**Records from a data collection:**

══════

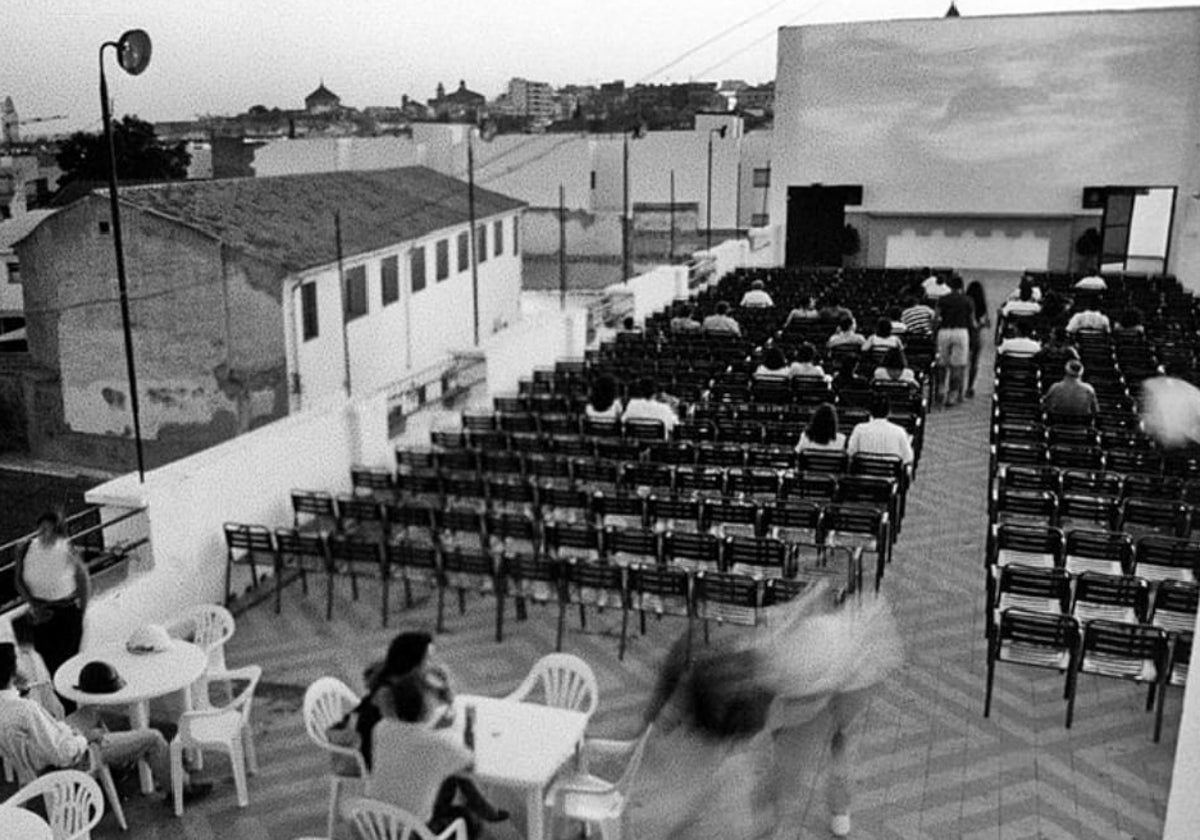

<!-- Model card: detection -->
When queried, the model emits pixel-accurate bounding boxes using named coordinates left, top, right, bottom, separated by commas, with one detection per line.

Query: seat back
left=4, top=769, right=104, bottom=840
left=346, top=798, right=446, bottom=840
left=303, top=677, right=367, bottom=775
left=519, top=653, right=599, bottom=716
left=168, top=603, right=235, bottom=654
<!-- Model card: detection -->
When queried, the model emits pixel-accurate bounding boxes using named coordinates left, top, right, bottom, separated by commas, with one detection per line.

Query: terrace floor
left=2, top=272, right=1180, bottom=839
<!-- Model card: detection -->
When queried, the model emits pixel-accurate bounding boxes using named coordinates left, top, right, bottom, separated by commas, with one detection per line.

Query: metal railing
left=0, top=505, right=149, bottom=614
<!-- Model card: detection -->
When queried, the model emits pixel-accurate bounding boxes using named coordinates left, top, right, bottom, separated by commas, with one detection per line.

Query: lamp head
left=117, top=29, right=152, bottom=76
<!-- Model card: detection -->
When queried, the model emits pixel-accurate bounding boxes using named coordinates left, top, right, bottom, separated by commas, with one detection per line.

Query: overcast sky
left=3, top=0, right=1196, bottom=134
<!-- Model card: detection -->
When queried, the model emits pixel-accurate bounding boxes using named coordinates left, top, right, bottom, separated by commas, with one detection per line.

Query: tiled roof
left=0, top=209, right=56, bottom=251
left=113, top=167, right=525, bottom=273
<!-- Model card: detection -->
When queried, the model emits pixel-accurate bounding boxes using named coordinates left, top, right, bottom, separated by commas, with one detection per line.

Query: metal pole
left=669, top=169, right=676, bottom=263
left=334, top=210, right=351, bottom=396
left=622, top=132, right=630, bottom=283
left=99, top=43, right=145, bottom=482
left=706, top=130, right=714, bottom=252
left=734, top=158, right=742, bottom=239
left=468, top=132, right=480, bottom=345
left=558, top=183, right=567, bottom=310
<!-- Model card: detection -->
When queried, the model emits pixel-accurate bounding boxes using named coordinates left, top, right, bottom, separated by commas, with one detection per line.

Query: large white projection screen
left=774, top=10, right=1200, bottom=219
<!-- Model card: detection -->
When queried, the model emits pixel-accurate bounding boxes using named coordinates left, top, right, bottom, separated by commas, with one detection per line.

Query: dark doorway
left=786, top=185, right=862, bottom=267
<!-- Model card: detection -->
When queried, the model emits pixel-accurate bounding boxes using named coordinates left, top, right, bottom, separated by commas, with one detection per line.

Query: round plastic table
left=0, top=805, right=53, bottom=840
left=54, top=639, right=207, bottom=793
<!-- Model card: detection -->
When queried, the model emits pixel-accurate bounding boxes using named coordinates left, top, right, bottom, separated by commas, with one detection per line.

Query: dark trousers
left=32, top=601, right=85, bottom=713
left=429, top=775, right=497, bottom=838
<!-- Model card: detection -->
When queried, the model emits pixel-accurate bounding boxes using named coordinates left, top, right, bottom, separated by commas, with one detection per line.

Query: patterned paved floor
left=3, top=274, right=1179, bottom=839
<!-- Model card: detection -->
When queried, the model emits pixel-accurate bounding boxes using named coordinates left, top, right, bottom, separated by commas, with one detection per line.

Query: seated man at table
left=366, top=671, right=507, bottom=838
left=0, top=644, right=210, bottom=800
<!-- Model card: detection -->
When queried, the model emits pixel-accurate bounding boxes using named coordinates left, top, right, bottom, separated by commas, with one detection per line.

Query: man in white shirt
left=1074, top=274, right=1106, bottom=291
left=1000, top=285, right=1041, bottom=317
left=740, top=279, right=775, bottom=308
left=0, top=644, right=208, bottom=798
left=1066, top=299, right=1111, bottom=334
left=921, top=269, right=949, bottom=300
left=846, top=396, right=914, bottom=469
left=622, top=377, right=679, bottom=437
left=996, top=321, right=1043, bottom=357
left=702, top=301, right=742, bottom=336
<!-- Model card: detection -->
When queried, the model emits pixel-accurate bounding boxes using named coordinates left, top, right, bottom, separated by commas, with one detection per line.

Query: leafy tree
left=56, top=115, right=190, bottom=185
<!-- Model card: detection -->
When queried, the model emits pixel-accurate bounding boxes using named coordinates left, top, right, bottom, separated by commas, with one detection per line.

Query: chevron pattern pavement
left=4, top=275, right=1179, bottom=839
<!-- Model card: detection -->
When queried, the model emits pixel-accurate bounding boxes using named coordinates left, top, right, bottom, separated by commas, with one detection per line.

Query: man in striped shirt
left=900, top=295, right=936, bottom=336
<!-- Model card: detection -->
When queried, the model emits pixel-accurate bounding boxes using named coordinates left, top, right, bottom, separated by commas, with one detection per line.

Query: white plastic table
left=54, top=640, right=207, bottom=793
left=0, top=805, right=53, bottom=840
left=454, top=694, right=589, bottom=840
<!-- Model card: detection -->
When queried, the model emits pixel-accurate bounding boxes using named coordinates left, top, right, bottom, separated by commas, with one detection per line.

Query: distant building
left=507, top=78, right=556, bottom=121
left=304, top=82, right=342, bottom=114
left=13, top=166, right=525, bottom=470
left=1, top=97, right=18, bottom=146
left=429, top=81, right=486, bottom=123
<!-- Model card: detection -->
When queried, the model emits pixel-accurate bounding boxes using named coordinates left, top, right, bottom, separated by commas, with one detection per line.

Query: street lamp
left=706, top=125, right=727, bottom=252
left=99, top=29, right=151, bottom=482
left=621, top=121, right=647, bottom=283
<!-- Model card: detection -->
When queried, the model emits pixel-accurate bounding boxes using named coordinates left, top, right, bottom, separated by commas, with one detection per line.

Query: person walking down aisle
left=935, top=277, right=973, bottom=407
left=15, top=511, right=90, bottom=711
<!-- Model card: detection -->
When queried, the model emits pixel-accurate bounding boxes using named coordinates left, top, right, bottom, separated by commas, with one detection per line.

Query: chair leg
left=579, top=603, right=587, bottom=630
left=618, top=608, right=629, bottom=661
left=326, top=572, right=335, bottom=621
left=436, top=586, right=446, bottom=633
left=96, top=763, right=128, bottom=830
left=1065, top=669, right=1078, bottom=729
left=403, top=577, right=413, bottom=609
left=230, top=736, right=250, bottom=807
left=327, top=778, right=340, bottom=840
left=350, top=570, right=359, bottom=601
left=244, top=724, right=259, bottom=774
left=381, top=573, right=390, bottom=628
left=556, top=603, right=567, bottom=652
left=1154, top=681, right=1168, bottom=743
left=170, top=739, right=186, bottom=817
left=495, top=592, right=505, bottom=643
left=983, top=655, right=995, bottom=718
left=274, top=554, right=284, bottom=615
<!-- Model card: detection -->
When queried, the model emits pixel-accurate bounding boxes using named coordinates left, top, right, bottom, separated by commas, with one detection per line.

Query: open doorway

══════

Set down the records precisely as they appear. Any picture stays out.

**Output for this exercise:**
<!-- Model card: detection -->
When queried, the model emits pixel-accurate bounding boxes using named coordinates left, top, right, bottom, separated by commas, with one detection per line.

Query: seat back
left=4, top=769, right=104, bottom=840
left=346, top=798, right=446, bottom=840
left=303, top=677, right=367, bottom=775
left=519, top=653, right=599, bottom=716
left=168, top=603, right=235, bottom=654
<!-- Model card: detection -->
When queried, the model emits pixel-accurate bounding boxes using named coordinates left, top, right, bottom, separated by commas, with one detection per line.

Query: terrace floor
left=2, top=272, right=1180, bottom=839
<!-- Model card: detection -->
When queried, the model emits pixel-accurate bounding boxes using named coordinates left, top, right, bottom, separated by commas, with one detection per line.

Query: metal railing
left=0, top=505, right=149, bottom=614
<!-- Model card: detection -->
When queried, the model emits pixel-accurate bounding boxes using named coordinates left, top, right, bottom, separated by commas, with one detection per line.

Query: lamp head
left=117, top=29, right=152, bottom=76
<!-- Model card: detection -->
When queried, the model emits pixel-accurate bounding boxes using named coordinates left, top, right, bottom, separated by commas, with one detection per line.

Query: overcast sky
left=3, top=0, right=1196, bottom=134
<!-- Model card: detection -->
When queried, the model emits pixel-accurate bounding boxes using named coordinates left, top, right, bottom, separated by commas, with one detection per line.

Query: tiled roof
left=0, top=209, right=56, bottom=251
left=113, top=167, right=525, bottom=273
<!-- Model card: detection -->
When queried, the model emits pixel-accurate bounding boxes using named coordinates left, top, right, bottom, separated by commas, with one detection per line.

Query: metal pole
left=669, top=169, right=676, bottom=263
left=334, top=210, right=351, bottom=396
left=622, top=132, right=630, bottom=283
left=99, top=43, right=145, bottom=482
left=706, top=130, right=714, bottom=252
left=734, top=158, right=742, bottom=239
left=468, top=132, right=480, bottom=345
left=558, top=183, right=567, bottom=310
<!-- Model card: detection -->
When queried, the model emits pixel-accurate bounding boxes using named coordinates left, top, right, bottom, separated by commas, with one detection per line.

Query: large white projection screen
left=774, top=10, right=1200, bottom=219
<!-- Model card: detection -->
When queried, the model emits pixel-accurate bounding boxes using named coordinates left, top, right, bottom, separated by commas, with one detection per line.

Query: dark doorway
left=786, top=185, right=862, bottom=267
<!-- Model card: detection -->
When queried, the model emits pixel-accurate bounding boxes using named coordinates left, top, right, bottom, separated by commas, with one detection per line.

Query: round plastic table
left=0, top=805, right=53, bottom=840
left=54, top=639, right=207, bottom=793
<!-- Model card: detection -->
When queried, the model emits pixel-accurate bounding boxes using named coordinates left, top, right, bottom, separated by commas, with one detection per line.

Query: dark trousers
left=32, top=601, right=85, bottom=713
left=429, top=775, right=497, bottom=838
<!-- Model card: detection -->
When queried, the model emits pixel-accurate bounding boxes using named coordinates left, top, right, bottom, separated by commas, with one detection per line.

Query: patterned paved floor
left=3, top=274, right=1179, bottom=839
<!-- Model card: detection -->
When queried, the model emits pixel-accurate bounding boxes using named coordinates left, top, right, bottom, separated by commas, with one detection per line.

Query: seated man at table
left=366, top=671, right=507, bottom=838
left=0, top=644, right=210, bottom=800
<!-- Model card: detection -->
When queried, the model emits pixel-accurate bounding boxes using named coordinates left, top, right, bottom, separated by commas, with one detection per line.

Query: man in white shirt
left=1074, top=274, right=1106, bottom=291
left=1000, top=285, right=1041, bottom=317
left=740, top=279, right=775, bottom=308
left=0, top=644, right=208, bottom=798
left=1066, top=299, right=1111, bottom=334
left=921, top=269, right=949, bottom=300
left=846, top=396, right=914, bottom=469
left=622, top=377, right=679, bottom=437
left=996, top=321, right=1043, bottom=357
left=702, top=301, right=742, bottom=336
<!-- Model card: detection -->
When queried, the model emits pixel-accurate bounding boxes using named coordinates left, top, right, bottom, separated by commas, with one detection per line.

Query: leafy tree
left=56, top=115, right=190, bottom=185
<!-- Model card: detection -->
When queried, the model emits pixel-accurate bounding boxes using named coordinates left, top, right, bottom, separated by commas, with one detection per line.

Query: chevron pattern pavement
left=4, top=275, right=1179, bottom=839
<!-- Model card: detection -->
When queried, the model emits pixel-accurate bounding boxes using named coordinates left, top, right, bottom, separated by commas, with one detection per line.

Query: man in striped shirt
left=900, top=295, right=936, bottom=336
<!-- Model card: detection -->
When queried, the model emits pixel-accurate bounding boxes using named coordinates left, top, right, bottom, separated by commas, with one detection per line.

Query: white plastic table
left=54, top=640, right=207, bottom=793
left=0, top=805, right=53, bottom=840
left=454, top=694, right=589, bottom=840
<!-- Model card: detection -->
When queried, the model emits pixel-accurate bounding boxes using named coordinates left, top, right, bottom, separated by commas, with one detection per line.

Query: distant building
left=507, top=78, right=556, bottom=121
left=304, top=82, right=342, bottom=114
left=13, top=166, right=525, bottom=470
left=1, top=97, right=18, bottom=146
left=429, top=81, right=486, bottom=123
<!-- Model card: detection -->
When queried, the model emits pixel-accurate bounding boxes using named coordinates left, top, right, bottom, separated by commas, with one detection per line.

Query: street lamp
left=706, top=125, right=727, bottom=252
left=99, top=29, right=151, bottom=482
left=621, top=121, right=647, bottom=283
<!-- Model card: detection -->
When queried, the model emits pixel-accurate bounding boxes using named coordinates left, top, right, bottom, separated by commas, with one detection per line.

Query: person walking down aisle
left=935, top=277, right=973, bottom=407
left=15, top=511, right=90, bottom=711
<!-- Model card: detection -->
When queried, the model emits pixel-accurate bounding boxes using named coordinates left, top, right, bottom, separated by commas, with one detection per line.

Query: chair leg
left=579, top=603, right=587, bottom=630
left=618, top=608, right=629, bottom=661
left=326, top=572, right=335, bottom=621
left=436, top=586, right=446, bottom=633
left=96, top=763, right=128, bottom=830
left=1065, top=669, right=1078, bottom=729
left=403, top=577, right=413, bottom=609
left=230, top=736, right=250, bottom=807
left=327, top=778, right=340, bottom=840
left=350, top=570, right=359, bottom=601
left=244, top=724, right=259, bottom=774
left=381, top=573, right=390, bottom=628
left=556, top=603, right=567, bottom=652
left=1154, top=681, right=1168, bottom=743
left=170, top=739, right=186, bottom=817
left=495, top=592, right=505, bottom=643
left=983, top=655, right=995, bottom=718
left=274, top=554, right=284, bottom=615
<!-- Model card: detection -->
When queried, the model emits pixel-accurate bounding boxes using named coordinates left, top, right, bottom, separated by commas, with one detection per line.

Query: open doorway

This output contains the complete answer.